AIM OF THE EXERCISE: How many lines in the rows below contain the string "target"? Reply with the number alone.

-- Start of INPUT FOR THIS TASK --

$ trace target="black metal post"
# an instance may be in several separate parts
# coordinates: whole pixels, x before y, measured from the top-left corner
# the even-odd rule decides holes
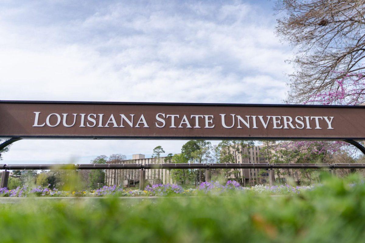
[[[1,173],[1,183],[0,183],[0,188],[8,187],[8,181],[9,180],[8,171],[4,171]]]
[[[207,165],[207,169],[205,169],[205,181],[210,181],[210,170],[209,169],[209,165]]]
[[[8,139],[2,144],[0,144],[0,150],[5,148],[5,147],[7,146],[8,145],[10,145],[11,144],[14,142],[16,142],[17,141],[19,141],[20,140],[22,140],[23,138],[10,138]]]
[[[139,171],[139,189],[143,190],[145,189],[145,171],[142,168]]]
[[[362,145],[360,144],[356,141],[353,140],[343,140],[345,142],[348,142],[349,144],[352,144],[353,145],[358,148],[360,151],[362,152],[362,153],[365,154],[365,147],[364,147]]]
[[[275,175],[274,174],[274,169],[272,168],[269,170],[269,183],[270,186],[274,185],[275,182]]]

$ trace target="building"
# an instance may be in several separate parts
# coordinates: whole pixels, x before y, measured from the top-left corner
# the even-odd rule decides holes
[[[160,158],[145,158],[144,154],[132,156],[131,160],[120,160],[119,164],[162,164],[165,157]],[[172,183],[170,171],[166,169],[147,169],[145,172],[145,181],[150,184]],[[105,171],[106,185],[121,185],[123,186],[134,186],[139,182],[140,171],[138,169],[109,169]]]
[[[249,148],[241,146],[235,149],[230,149],[230,152],[233,154],[235,158],[235,162],[237,164],[253,164],[268,163],[265,157],[265,152],[262,150],[266,145],[256,145]],[[262,169],[239,169],[240,177],[242,178],[241,182],[243,185],[265,183],[269,181],[268,170],[267,172],[263,172]]]

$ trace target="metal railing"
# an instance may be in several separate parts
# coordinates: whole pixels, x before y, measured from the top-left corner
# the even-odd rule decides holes
[[[7,186],[9,172],[8,170],[54,169],[139,169],[140,188],[144,184],[145,171],[146,169],[202,169],[206,170],[205,180],[210,180],[210,169],[266,169],[269,170],[270,185],[273,184],[274,169],[325,169],[334,173],[336,169],[365,169],[365,164],[0,164],[0,170],[5,170],[1,175],[0,188]]]

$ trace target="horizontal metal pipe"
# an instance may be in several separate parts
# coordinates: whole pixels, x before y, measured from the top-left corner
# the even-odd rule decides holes
[[[0,170],[157,169],[364,169],[365,164],[0,164]]]

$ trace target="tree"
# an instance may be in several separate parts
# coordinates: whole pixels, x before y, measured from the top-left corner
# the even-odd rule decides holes
[[[36,171],[30,170],[25,171],[20,177],[22,184],[29,186],[34,186],[35,184],[36,176]]]
[[[182,145],[181,148],[181,153],[185,155],[188,159],[190,161],[191,163],[192,163],[194,158],[192,154],[199,149],[197,141],[192,140]]]
[[[157,161],[160,162],[160,158],[161,156],[161,154],[165,153],[165,150],[164,150],[164,149],[162,148],[161,146],[157,146],[155,148],[153,149],[153,156],[155,157],[157,157]],[[154,174],[154,178],[155,178],[156,176],[156,170],[153,170]],[[161,170],[160,169],[157,169],[157,179],[158,180],[158,183],[161,183],[161,179],[160,179],[160,174],[161,173]]]
[[[189,162],[187,156],[183,153],[174,154],[172,160],[176,164],[187,164]],[[171,171],[171,175],[173,181],[178,181],[185,185],[190,176],[191,170],[187,169],[174,169]]]
[[[2,144],[3,142],[6,141],[5,139],[0,139],[0,144]],[[3,160],[3,154],[5,152],[7,152],[9,151],[9,148],[11,146],[11,145],[8,145],[7,146],[4,148],[0,150],[0,160]]]
[[[91,164],[102,164],[107,163],[107,157],[100,155],[91,161]],[[105,172],[104,170],[90,170],[88,174],[88,187],[92,189],[100,188],[104,184]]]
[[[48,186],[48,175],[46,173],[41,173],[38,175],[36,180],[37,185],[42,187]]]
[[[104,159],[106,159],[106,156],[104,157],[104,156],[103,156]],[[122,164],[123,161],[126,160],[127,157],[125,155],[121,154],[114,154],[109,156],[108,162],[109,164]],[[107,174],[105,176],[105,178],[108,180],[106,183],[107,184],[121,184],[123,186],[123,181],[124,179],[128,180],[129,185],[129,182],[131,178],[132,175],[135,173],[135,170],[110,169],[107,170],[106,173]]]
[[[275,10],[280,14],[277,35],[296,48],[287,101],[304,103],[319,93],[341,91],[338,80],[351,86],[349,76],[363,76],[363,1],[278,0]],[[356,93],[357,102],[364,102],[364,90]]]
[[[192,152],[191,156],[196,160],[198,164],[204,162],[206,163],[210,158],[210,150],[212,148],[211,143],[204,140],[199,140],[196,141],[196,144],[199,148]],[[197,185],[201,183],[204,179],[203,177],[204,175],[201,173],[201,169],[198,169],[196,173]]]
[[[22,181],[19,178],[11,176],[8,181],[8,189],[9,190],[15,189],[18,187],[21,187]]]
[[[173,155],[172,154],[170,153],[167,155],[166,157],[165,158],[164,160],[164,162],[166,164],[171,164],[172,162],[172,157],[173,157]]]

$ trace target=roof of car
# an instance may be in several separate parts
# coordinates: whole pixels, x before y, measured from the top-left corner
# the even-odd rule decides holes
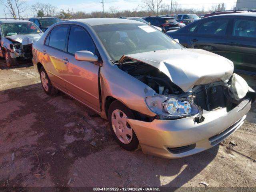
[[[94,18],[92,19],[82,19],[63,21],[58,23],[64,24],[69,22],[79,22],[87,24],[91,26],[97,25],[108,25],[122,23],[138,23],[141,24],[140,21],[130,19],[118,19],[115,18]]]
[[[221,15],[213,15],[212,16],[210,16],[210,17],[207,17],[207,18],[212,17],[220,17],[220,16],[251,16],[253,17],[256,17],[256,13],[253,13],[252,12],[246,12],[245,13],[230,13],[230,14],[222,14]]]
[[[44,19],[47,18],[57,18],[56,17],[32,17],[31,18],[30,18],[29,19]]]
[[[21,20],[19,19],[0,19],[0,24],[10,23],[28,23],[31,22],[28,20]]]

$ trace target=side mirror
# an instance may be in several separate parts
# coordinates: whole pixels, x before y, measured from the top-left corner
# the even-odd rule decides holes
[[[97,62],[98,56],[89,51],[78,51],[75,53],[75,58],[78,61]]]
[[[177,42],[178,43],[180,43],[180,42],[179,41],[179,40],[178,39],[173,39],[174,41],[175,41],[176,42]]]

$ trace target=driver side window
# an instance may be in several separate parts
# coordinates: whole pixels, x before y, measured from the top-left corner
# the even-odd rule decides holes
[[[89,51],[95,54],[96,47],[90,35],[80,27],[72,26],[70,30],[68,52],[75,54],[78,51]]]

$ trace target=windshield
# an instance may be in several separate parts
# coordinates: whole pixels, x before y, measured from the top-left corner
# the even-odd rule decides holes
[[[32,23],[4,23],[1,25],[1,29],[4,37],[42,33],[37,26]]]
[[[49,27],[60,21],[58,18],[42,18],[39,19],[41,27]]]
[[[130,19],[131,20],[135,20],[135,21],[140,21],[140,22],[142,22],[143,23],[146,23],[147,24],[149,24],[149,23],[148,23],[146,21],[141,18],[132,18],[132,19]]]
[[[183,48],[167,35],[143,24],[112,24],[93,28],[114,61],[124,55]]]
[[[199,18],[196,15],[188,15],[190,19],[199,19]]]

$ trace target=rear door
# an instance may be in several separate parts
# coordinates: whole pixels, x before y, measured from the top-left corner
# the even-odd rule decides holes
[[[228,39],[228,58],[235,69],[256,73],[256,19],[236,16]]]
[[[226,56],[227,32],[230,19],[213,18],[201,21],[190,36],[192,48],[202,49]]]
[[[68,93],[97,112],[100,112],[98,76],[100,66],[93,62],[78,61],[76,51],[89,51],[98,54],[94,42],[86,30],[72,26],[63,56],[64,78]],[[100,57],[99,56],[99,58]]]
[[[69,26],[57,26],[48,34],[44,43],[44,65],[51,81],[58,88],[65,90],[62,58],[65,50]]]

-- End of INPUT FOR THIS TASK --

THE SOLUTION: 10